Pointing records
╭──
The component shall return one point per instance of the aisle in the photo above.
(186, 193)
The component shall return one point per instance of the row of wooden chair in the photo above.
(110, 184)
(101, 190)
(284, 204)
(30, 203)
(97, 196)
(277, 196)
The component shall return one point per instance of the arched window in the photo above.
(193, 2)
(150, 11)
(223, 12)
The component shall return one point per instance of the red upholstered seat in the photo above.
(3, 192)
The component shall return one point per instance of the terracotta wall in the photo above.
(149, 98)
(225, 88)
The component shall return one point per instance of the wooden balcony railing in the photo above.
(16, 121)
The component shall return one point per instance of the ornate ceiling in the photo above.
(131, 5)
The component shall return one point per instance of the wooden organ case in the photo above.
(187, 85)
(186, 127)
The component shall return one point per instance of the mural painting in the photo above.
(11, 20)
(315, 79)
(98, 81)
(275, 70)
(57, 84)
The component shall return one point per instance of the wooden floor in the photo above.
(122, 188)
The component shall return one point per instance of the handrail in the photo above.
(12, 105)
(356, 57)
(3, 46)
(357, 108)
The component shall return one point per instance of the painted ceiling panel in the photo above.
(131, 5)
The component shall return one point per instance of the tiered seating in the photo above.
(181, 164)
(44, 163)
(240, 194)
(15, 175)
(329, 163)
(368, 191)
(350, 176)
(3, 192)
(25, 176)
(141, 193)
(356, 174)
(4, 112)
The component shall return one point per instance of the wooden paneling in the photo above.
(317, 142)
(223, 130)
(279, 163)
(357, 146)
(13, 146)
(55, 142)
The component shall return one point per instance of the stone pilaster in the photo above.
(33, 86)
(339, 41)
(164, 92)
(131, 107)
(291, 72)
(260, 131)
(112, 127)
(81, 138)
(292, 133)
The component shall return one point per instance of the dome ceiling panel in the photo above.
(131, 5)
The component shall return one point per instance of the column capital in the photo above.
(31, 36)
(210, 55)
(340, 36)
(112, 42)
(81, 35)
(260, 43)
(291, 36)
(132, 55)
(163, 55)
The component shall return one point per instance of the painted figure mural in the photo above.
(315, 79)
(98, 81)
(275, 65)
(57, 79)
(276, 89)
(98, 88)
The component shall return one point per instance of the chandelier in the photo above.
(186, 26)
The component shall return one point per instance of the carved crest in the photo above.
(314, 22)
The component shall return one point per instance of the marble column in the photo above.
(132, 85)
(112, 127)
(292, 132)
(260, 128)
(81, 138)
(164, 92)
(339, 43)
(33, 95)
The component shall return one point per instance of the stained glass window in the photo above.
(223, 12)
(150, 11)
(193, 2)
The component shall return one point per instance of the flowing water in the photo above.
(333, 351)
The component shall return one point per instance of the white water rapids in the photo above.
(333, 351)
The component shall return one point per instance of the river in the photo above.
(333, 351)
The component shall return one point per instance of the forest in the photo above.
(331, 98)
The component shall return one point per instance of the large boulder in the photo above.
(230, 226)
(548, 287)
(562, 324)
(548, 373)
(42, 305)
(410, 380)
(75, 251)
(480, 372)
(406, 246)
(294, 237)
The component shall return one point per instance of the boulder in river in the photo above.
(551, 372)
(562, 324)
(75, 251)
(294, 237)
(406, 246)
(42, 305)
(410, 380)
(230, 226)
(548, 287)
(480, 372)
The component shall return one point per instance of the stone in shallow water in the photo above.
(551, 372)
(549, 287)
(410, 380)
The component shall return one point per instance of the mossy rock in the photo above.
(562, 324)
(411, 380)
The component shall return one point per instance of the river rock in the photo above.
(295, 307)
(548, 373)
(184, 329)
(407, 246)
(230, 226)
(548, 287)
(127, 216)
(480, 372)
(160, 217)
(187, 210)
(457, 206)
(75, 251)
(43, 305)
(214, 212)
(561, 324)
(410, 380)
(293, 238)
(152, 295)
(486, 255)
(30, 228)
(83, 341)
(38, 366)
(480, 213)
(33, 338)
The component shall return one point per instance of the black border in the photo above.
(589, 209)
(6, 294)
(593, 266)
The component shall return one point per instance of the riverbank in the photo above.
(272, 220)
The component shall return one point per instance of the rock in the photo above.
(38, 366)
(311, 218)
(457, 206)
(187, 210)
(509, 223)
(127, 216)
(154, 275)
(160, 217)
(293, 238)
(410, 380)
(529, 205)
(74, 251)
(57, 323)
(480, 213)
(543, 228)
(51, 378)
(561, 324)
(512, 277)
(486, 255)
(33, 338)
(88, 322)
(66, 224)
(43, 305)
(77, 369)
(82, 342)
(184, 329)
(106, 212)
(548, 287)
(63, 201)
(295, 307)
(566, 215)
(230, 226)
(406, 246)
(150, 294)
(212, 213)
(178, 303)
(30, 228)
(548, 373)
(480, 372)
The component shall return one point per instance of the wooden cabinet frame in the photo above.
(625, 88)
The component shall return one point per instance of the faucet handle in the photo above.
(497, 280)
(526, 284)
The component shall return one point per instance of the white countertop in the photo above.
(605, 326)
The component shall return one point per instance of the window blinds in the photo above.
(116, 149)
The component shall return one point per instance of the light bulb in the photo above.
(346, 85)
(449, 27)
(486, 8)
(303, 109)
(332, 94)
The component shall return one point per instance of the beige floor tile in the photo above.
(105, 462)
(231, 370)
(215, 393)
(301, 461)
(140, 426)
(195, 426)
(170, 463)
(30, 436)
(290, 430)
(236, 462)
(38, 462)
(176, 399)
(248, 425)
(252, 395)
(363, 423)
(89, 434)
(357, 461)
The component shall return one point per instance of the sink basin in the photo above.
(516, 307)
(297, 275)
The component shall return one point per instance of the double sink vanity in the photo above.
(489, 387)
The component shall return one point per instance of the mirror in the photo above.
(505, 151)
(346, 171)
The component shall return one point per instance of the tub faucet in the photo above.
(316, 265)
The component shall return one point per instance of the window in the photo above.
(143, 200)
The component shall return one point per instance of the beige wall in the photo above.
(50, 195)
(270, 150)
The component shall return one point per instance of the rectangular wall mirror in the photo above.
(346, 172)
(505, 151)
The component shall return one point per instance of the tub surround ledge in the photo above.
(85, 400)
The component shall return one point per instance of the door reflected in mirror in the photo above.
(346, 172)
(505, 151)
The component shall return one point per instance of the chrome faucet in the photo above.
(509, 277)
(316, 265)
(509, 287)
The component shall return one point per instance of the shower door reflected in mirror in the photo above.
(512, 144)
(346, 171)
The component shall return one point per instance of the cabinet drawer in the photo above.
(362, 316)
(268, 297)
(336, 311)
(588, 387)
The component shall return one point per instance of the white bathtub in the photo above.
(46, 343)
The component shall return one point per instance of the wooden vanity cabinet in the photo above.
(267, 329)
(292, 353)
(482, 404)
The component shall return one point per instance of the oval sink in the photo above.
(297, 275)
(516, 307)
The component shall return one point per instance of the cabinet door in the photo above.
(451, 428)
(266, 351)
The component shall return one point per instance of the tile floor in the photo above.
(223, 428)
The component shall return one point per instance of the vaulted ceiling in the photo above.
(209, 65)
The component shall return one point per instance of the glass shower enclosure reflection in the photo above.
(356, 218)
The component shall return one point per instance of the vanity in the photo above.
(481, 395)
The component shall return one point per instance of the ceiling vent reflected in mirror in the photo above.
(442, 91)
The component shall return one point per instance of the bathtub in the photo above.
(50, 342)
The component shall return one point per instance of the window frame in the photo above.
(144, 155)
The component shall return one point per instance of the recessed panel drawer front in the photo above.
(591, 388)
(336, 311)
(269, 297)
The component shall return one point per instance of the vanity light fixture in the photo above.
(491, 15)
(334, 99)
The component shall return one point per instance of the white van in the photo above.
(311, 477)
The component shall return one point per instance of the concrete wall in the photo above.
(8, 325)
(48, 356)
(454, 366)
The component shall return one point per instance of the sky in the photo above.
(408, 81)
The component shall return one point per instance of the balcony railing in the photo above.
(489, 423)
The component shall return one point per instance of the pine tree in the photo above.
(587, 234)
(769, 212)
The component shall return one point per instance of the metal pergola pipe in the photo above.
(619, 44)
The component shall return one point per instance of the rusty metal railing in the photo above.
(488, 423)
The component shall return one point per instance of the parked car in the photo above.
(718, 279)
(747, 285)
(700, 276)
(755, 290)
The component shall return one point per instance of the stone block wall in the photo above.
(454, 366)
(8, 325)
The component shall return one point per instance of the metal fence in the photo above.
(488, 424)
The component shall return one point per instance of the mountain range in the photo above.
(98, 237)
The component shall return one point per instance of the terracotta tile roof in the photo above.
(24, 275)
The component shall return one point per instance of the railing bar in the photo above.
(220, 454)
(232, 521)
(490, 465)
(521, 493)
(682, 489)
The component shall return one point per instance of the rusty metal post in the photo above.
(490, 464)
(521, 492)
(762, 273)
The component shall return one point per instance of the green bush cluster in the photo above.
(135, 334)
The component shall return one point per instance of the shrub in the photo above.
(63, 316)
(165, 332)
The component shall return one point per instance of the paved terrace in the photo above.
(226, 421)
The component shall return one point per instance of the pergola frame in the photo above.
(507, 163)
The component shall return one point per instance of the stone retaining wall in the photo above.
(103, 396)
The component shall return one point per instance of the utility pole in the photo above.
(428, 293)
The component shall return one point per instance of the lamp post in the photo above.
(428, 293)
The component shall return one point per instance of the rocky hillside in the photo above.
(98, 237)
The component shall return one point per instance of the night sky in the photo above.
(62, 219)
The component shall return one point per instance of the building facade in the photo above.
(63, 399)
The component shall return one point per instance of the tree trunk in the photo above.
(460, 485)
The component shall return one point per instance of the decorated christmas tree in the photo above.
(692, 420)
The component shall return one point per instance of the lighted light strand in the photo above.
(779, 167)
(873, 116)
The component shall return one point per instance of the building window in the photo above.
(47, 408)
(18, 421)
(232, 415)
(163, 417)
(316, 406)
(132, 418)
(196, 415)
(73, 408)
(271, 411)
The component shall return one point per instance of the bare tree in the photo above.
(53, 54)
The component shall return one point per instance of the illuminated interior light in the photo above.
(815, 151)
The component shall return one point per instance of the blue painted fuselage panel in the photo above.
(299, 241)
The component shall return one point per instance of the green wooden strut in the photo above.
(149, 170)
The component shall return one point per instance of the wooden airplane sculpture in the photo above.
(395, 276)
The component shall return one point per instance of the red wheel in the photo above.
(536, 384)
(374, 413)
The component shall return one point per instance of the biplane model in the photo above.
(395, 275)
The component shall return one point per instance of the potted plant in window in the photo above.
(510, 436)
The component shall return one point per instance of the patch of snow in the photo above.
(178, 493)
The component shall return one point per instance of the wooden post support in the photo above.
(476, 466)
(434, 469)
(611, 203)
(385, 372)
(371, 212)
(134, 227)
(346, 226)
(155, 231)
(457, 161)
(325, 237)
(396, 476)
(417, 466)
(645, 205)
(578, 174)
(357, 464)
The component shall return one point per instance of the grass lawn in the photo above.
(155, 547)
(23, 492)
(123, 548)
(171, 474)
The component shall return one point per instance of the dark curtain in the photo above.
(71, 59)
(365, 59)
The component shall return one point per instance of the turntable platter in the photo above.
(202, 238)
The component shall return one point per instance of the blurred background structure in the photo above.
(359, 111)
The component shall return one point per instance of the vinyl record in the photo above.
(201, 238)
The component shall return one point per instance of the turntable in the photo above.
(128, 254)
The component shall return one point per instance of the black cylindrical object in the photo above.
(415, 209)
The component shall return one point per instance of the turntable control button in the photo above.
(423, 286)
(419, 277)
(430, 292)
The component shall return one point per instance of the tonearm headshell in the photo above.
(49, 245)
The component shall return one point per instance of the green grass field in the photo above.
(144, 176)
╰──
» Aim of the task
Return exactly the lines from the line bearing "sculpture in the photo above." to the end of the records, inclusive of both; include no other lines.

» Written reply
The component shall return one point per instance of the wooden airplane sculpture in the photo above.
(395, 276)
The component shall return one point per instance of the red wheel in the photo above.
(536, 384)
(374, 413)
The component shall return one point per instance of the biplane model in the photo above.
(395, 275)
The component shall return one point per instance of the potted plant in window in the photo above.
(510, 436)
The component shall return one point per instance of the patch of snow in the photo above.
(178, 493)
The component shall return one point per instance of the wooden post support in the photo above.
(476, 466)
(434, 469)
(611, 203)
(385, 372)
(371, 212)
(134, 227)
(346, 226)
(155, 231)
(457, 161)
(325, 237)
(396, 476)
(417, 466)
(645, 205)
(578, 174)
(357, 464)
The component shall return one point per instance of the grass lawn in the photo above.
(155, 547)
(23, 492)
(123, 548)
(171, 474)
The component shall return one point per instance of the dark curtain in the photo above.
(71, 59)
(365, 59)
The component shall return one point per instance of the turntable platter in the photo above.
(202, 238)
The component shall return one point per instance of the blurred background structure in the photo above.
(359, 111)
The component shall return one point per instance of the vinyl record in the photo above.
(201, 238)
The component shall return one point per instance of the turntable in the photo above.
(128, 254)
The component shall return one point per instance of the black cylindrical object in the photo above.
(415, 209)
The component shall return one point per instance of the turntable control button in the photo above.
(423, 286)
(419, 277)
(430, 292)
The component shall return one point per instance of the tonearm headshell in the photo above.
(49, 245)
The component shall return one point per instance of the green grass field in the photo above.
(144, 176)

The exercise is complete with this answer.